EXERCISE ▸ Reproduce, with no changes, the part of the records that opens with the line containing "jet engine -> bbox for every match" and closes with the line containing "[1075,38,1342,311]". Include both of those lines.

TASK MATERIAL ▸
"""
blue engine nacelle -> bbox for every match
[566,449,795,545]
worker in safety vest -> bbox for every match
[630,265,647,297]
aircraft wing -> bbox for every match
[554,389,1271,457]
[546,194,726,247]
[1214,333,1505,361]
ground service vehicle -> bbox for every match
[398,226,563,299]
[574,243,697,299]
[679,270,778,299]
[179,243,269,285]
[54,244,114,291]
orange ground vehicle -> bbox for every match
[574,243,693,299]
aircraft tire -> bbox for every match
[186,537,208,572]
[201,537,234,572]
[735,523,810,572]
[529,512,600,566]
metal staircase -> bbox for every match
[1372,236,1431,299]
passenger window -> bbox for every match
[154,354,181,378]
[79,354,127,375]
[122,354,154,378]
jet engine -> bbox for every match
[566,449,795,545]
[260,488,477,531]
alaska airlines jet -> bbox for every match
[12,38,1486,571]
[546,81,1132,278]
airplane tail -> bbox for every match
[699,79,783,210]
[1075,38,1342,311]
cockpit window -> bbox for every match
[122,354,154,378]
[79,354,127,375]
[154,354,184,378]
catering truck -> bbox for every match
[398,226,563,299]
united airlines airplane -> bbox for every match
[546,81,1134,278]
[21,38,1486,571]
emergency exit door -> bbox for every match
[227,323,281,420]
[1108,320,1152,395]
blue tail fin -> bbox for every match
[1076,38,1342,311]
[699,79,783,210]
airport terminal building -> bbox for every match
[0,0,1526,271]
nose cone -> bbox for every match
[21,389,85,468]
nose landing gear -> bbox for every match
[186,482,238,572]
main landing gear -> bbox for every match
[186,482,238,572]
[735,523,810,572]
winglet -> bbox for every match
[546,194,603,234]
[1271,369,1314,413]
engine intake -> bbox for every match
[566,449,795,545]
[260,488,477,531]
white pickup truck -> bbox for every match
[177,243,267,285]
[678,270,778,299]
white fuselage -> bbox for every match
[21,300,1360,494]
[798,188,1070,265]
"""
TASK ANSWER ▸
jet engine -> bbox for every match
[566,449,795,545]
[260,488,477,531]
alaska airlines jet -> bbox for every match
[12,38,1486,571]
[546,81,1132,278]
airplane tail -> bbox for every match
[699,79,783,210]
[1075,38,1342,311]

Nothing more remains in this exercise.